Der Standard

Kinder brauchen die Schule

Die vorsichtig­e Öffnung für Schüler ist richtig, ihre Sicherheit hängt von uns allen ab

- Lisa Nimmervoll

Lockdown bedeutet viele geschlosse­ne Türen. Ein paar von ihnen sollen nun wieder geöffnet werden. Die Regierung tut das vorsichtig, was angesichts der Infektions­zahlen und der neuen, gefährlich mutierten „Mitspieler“in der Corona-Pandemie völlig richtig ist. Die langsame Öffnung der Schulen spielt dabei eine besondere Rolle, vor allem für die, für die die Schule eigentlich da ist: die Kinder und Jugendlich­en.

=-=-=-=-=

• Deine Aufgabe: Tippe den Lesetext zur Öffnung der Schulen im Lockdown vollständig und ohne jede Änderung ab.

Gespeicherte Dateneinträge
=-=-=-=-=

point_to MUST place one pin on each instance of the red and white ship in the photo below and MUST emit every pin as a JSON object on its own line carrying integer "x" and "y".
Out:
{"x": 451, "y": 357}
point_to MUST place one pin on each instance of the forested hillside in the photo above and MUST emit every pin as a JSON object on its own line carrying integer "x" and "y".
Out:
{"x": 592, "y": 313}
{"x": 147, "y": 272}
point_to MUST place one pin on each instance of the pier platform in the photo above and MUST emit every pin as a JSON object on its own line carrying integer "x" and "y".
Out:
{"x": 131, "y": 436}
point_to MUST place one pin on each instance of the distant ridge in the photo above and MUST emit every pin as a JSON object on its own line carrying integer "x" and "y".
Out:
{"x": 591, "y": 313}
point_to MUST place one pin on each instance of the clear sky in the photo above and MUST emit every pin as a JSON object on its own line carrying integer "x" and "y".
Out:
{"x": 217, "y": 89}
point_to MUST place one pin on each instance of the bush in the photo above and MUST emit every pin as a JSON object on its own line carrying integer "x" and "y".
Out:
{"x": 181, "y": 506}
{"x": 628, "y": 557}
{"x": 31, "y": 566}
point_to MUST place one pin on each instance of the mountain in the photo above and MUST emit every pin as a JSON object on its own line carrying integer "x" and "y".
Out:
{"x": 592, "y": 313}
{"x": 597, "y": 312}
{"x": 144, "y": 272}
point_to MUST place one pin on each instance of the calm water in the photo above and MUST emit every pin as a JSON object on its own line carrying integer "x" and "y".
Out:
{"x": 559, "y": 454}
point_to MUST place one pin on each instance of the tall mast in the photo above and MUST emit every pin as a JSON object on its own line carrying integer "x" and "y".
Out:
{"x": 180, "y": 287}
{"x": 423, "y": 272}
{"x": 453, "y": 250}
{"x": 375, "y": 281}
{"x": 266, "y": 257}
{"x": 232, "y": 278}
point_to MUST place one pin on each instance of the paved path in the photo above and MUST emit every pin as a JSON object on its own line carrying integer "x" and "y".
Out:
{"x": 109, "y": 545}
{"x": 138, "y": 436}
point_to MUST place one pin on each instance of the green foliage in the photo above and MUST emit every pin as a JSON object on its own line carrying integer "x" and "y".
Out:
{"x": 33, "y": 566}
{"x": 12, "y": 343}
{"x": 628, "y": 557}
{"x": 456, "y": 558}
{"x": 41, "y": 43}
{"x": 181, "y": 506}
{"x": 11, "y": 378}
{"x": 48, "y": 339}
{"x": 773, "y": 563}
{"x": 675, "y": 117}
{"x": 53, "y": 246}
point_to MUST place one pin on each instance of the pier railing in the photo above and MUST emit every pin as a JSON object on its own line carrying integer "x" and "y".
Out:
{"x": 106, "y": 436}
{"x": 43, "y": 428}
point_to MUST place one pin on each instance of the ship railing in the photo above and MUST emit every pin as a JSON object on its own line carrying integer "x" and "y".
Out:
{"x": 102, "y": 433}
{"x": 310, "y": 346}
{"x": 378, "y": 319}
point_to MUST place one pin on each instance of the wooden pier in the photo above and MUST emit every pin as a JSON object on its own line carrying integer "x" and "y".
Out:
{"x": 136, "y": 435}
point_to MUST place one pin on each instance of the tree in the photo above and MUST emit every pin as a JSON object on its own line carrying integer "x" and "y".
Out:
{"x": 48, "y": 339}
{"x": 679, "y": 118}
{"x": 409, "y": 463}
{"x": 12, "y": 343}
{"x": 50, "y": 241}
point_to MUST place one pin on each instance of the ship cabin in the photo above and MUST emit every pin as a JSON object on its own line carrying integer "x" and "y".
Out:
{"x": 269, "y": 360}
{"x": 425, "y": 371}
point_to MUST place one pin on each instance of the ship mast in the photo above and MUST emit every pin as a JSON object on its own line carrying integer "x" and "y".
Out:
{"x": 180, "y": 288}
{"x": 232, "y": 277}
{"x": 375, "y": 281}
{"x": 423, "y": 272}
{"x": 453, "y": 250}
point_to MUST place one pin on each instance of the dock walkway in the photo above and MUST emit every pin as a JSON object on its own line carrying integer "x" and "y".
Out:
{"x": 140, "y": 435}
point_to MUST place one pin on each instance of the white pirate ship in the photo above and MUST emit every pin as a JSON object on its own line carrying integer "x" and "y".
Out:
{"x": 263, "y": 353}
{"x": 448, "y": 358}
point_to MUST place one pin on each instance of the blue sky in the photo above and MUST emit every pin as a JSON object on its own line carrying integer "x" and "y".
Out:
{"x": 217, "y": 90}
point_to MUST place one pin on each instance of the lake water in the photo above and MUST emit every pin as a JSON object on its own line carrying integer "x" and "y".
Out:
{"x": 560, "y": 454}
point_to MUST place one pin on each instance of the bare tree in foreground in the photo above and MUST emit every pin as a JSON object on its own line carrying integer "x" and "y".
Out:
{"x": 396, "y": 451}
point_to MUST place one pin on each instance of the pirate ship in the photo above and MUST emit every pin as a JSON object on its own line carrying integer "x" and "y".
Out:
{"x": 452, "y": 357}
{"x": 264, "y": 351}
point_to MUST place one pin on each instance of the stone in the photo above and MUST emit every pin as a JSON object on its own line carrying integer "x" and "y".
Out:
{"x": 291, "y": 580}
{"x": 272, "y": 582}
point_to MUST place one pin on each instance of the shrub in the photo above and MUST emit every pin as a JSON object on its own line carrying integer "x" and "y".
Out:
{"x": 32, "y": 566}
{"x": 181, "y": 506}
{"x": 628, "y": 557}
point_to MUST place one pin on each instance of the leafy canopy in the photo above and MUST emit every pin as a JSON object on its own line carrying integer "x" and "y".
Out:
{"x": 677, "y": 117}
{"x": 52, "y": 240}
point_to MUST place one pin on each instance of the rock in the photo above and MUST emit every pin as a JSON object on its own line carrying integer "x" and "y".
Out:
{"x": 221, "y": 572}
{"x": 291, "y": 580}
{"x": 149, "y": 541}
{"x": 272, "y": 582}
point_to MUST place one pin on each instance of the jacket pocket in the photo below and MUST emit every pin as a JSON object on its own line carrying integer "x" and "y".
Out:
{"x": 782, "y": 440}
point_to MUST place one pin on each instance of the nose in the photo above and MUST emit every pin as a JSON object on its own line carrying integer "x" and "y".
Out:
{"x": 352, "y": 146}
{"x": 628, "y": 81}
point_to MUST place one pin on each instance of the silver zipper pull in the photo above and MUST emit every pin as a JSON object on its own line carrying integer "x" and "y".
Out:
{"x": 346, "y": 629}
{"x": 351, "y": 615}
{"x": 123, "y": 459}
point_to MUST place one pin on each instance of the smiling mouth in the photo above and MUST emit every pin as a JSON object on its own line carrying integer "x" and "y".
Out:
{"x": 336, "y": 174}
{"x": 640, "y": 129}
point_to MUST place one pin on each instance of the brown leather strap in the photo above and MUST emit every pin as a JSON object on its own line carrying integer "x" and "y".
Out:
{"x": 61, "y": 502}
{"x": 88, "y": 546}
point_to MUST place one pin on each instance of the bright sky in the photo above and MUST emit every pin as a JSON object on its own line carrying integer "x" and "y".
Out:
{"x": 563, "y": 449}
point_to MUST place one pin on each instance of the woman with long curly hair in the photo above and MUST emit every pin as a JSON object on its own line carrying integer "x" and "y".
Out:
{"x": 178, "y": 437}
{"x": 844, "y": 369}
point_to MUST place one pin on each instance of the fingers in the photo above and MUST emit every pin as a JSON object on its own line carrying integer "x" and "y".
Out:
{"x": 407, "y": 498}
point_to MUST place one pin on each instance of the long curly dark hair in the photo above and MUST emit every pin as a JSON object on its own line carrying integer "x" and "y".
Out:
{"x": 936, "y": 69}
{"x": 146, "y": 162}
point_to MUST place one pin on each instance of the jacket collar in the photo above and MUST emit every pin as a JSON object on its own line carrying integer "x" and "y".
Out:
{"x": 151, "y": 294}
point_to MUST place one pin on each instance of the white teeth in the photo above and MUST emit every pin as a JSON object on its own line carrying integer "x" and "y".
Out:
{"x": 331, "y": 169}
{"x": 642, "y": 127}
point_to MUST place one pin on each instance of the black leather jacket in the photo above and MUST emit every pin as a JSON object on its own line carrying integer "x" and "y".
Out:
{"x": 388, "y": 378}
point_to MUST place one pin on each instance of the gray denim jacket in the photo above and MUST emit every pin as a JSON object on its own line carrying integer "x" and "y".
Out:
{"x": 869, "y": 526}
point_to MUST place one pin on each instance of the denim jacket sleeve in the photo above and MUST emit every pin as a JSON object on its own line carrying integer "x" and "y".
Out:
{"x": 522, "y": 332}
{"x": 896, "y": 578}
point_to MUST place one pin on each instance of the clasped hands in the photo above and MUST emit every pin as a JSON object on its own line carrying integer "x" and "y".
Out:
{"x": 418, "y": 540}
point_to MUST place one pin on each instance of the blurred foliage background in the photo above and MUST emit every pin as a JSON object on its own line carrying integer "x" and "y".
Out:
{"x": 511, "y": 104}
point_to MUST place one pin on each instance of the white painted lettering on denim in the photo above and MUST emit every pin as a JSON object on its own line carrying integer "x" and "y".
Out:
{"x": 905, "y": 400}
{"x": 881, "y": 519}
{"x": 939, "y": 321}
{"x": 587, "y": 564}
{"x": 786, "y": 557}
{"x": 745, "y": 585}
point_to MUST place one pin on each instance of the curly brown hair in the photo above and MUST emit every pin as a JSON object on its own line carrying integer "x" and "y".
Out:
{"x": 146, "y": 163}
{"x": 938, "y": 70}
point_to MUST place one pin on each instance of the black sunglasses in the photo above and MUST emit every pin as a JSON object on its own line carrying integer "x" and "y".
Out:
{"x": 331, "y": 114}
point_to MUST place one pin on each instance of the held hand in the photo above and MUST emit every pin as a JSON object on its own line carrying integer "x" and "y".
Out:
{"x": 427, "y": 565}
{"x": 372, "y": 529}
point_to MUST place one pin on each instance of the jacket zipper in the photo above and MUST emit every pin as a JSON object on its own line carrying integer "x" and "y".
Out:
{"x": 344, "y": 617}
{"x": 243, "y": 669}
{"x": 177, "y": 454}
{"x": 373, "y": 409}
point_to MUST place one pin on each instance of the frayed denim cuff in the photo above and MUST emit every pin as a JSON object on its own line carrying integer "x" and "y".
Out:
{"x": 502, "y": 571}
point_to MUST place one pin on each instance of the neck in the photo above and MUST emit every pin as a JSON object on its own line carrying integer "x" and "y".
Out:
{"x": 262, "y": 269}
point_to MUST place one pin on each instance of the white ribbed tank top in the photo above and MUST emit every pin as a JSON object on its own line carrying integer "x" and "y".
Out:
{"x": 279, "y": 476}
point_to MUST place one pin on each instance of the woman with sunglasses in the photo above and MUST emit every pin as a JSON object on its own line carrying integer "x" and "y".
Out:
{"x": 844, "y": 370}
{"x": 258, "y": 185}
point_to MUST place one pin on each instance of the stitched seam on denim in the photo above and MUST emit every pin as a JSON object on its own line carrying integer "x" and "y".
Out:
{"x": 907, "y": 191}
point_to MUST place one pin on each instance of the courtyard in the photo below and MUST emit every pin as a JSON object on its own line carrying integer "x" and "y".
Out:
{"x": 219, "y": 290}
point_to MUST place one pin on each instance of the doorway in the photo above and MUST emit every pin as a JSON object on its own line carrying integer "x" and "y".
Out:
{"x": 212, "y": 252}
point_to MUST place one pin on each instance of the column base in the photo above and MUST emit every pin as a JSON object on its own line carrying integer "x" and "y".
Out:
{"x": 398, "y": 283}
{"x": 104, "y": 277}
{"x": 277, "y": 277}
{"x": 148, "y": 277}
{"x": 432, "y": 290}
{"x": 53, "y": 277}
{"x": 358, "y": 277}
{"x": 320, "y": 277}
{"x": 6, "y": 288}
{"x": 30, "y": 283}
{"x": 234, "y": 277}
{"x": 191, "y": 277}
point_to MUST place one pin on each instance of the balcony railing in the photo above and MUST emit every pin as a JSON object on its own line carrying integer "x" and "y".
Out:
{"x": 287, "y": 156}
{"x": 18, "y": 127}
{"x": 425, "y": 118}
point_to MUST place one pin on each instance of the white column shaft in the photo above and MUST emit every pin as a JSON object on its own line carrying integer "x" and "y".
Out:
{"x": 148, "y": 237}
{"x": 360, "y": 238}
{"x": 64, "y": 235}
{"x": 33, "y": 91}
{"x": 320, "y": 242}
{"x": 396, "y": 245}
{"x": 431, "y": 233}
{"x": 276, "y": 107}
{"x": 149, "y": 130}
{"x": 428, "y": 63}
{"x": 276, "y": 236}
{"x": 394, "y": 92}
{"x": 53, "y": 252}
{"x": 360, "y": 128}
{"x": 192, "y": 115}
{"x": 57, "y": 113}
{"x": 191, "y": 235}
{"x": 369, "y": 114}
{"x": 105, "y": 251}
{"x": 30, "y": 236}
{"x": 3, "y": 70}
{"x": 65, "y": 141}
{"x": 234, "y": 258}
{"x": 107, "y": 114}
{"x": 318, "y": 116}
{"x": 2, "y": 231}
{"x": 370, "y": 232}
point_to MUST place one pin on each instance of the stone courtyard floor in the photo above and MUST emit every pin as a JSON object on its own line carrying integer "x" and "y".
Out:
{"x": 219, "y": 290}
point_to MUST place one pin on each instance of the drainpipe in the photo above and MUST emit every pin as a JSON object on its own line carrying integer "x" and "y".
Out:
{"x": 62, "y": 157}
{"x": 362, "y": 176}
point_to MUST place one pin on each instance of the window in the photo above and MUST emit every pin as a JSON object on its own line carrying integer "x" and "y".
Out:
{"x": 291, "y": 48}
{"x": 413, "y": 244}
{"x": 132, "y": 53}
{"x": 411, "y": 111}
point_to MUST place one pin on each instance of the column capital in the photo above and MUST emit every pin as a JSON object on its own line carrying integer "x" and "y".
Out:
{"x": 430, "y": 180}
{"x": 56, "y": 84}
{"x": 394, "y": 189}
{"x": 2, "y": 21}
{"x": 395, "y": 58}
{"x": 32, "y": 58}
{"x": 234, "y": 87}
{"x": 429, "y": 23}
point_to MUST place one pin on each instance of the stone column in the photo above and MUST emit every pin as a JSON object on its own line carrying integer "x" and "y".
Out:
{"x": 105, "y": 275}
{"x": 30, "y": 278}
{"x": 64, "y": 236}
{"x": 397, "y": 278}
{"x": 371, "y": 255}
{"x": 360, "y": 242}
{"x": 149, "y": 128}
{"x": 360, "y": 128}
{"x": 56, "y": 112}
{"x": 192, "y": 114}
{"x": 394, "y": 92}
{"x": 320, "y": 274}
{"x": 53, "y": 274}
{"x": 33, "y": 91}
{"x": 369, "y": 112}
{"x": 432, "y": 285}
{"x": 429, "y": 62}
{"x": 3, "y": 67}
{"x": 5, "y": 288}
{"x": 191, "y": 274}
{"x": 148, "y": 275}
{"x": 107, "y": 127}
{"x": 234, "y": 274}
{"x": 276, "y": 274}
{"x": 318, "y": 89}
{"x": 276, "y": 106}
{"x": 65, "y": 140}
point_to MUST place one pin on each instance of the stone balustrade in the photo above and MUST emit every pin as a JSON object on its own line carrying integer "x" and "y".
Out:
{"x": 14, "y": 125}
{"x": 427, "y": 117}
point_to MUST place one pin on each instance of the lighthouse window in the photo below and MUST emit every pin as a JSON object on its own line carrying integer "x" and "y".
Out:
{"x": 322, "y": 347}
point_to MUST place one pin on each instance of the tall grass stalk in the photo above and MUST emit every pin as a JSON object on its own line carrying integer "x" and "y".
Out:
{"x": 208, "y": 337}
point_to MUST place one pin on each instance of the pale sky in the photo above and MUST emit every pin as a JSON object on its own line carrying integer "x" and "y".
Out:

=-=-=-=-=

• Lösungsteil:
Der Standard

Kinder brauchen die Schule

Die vorsichtig­e Öffnung für Schüler ist richtig, ihre Sicherheit hängt von uns allen ab

- Lisa Nimmervoll

Lockdown bedeutet viele geschlosse­ne Türen. Ein paar von ihnen sollen nun wieder geöffnet werden. Die Regierung tut das vorsichtig, was angesichts der Infektions­zahlen und der neuen, gefährlich mutierten „Mitspieler“in der Corona-Pandemie völlig richtig ist. Die langsame Öffnung der Schulen spielt dabei eine besondere Rolle, vor allem für die, für die die Schule eigentlich da ist: die Kinder und Jugendlich­en.